**GIVEN EXERCISE:** Carry over the records starting with the line that contains "locate roe deer -- one point per instance" and going on through the last line of the records, keeping the request lines as they are. Add 126 to every coordinate in the points.

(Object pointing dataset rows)
>> Start
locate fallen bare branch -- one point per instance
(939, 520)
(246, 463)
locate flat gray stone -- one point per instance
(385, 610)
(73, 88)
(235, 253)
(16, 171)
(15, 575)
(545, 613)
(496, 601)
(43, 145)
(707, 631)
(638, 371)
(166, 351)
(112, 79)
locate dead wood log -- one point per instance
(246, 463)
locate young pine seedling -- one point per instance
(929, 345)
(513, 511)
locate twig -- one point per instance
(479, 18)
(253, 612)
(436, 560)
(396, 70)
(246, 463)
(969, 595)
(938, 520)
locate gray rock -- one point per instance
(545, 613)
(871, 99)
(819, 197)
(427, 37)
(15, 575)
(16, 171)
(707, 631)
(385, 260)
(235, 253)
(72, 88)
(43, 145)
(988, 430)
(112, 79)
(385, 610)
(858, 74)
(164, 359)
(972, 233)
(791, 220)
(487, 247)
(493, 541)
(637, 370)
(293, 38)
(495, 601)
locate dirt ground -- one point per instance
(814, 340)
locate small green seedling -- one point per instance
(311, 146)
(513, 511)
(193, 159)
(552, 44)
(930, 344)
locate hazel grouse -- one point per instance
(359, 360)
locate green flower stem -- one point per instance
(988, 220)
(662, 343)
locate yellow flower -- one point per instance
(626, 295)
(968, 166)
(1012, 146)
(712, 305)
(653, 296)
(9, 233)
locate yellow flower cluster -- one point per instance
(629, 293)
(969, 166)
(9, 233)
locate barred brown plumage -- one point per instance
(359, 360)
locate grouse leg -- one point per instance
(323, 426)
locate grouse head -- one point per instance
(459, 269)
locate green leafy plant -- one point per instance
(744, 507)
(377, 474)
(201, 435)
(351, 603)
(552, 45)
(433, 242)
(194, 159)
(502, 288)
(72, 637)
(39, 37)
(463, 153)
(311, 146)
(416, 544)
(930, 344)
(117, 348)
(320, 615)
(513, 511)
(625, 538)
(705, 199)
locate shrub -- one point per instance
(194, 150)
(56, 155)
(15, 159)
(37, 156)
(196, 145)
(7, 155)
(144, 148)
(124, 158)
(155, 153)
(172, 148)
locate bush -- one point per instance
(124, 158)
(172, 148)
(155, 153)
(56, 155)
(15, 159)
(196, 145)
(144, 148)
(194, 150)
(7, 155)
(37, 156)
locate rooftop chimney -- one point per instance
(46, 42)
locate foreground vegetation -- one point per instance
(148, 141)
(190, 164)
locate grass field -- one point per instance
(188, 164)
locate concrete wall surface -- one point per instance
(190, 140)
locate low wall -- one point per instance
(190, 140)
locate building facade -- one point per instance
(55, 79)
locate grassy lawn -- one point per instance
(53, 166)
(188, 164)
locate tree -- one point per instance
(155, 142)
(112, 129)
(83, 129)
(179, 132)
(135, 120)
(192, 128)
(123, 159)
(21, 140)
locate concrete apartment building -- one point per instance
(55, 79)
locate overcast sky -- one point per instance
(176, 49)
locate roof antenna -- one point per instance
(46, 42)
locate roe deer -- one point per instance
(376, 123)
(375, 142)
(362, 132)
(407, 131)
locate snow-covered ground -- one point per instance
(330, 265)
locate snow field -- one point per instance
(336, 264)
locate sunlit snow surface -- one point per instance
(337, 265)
>> End
**TASK SOLUTION:**
locate roe deer -- one point per instance
(502, 249)
(501, 268)
(488, 258)
(533, 257)
locate snow-covered ground -- one point per instance
(456, 391)
locate snow field -- one point per instance
(462, 390)
locate sunlit snow surface -- one point per instance
(463, 391)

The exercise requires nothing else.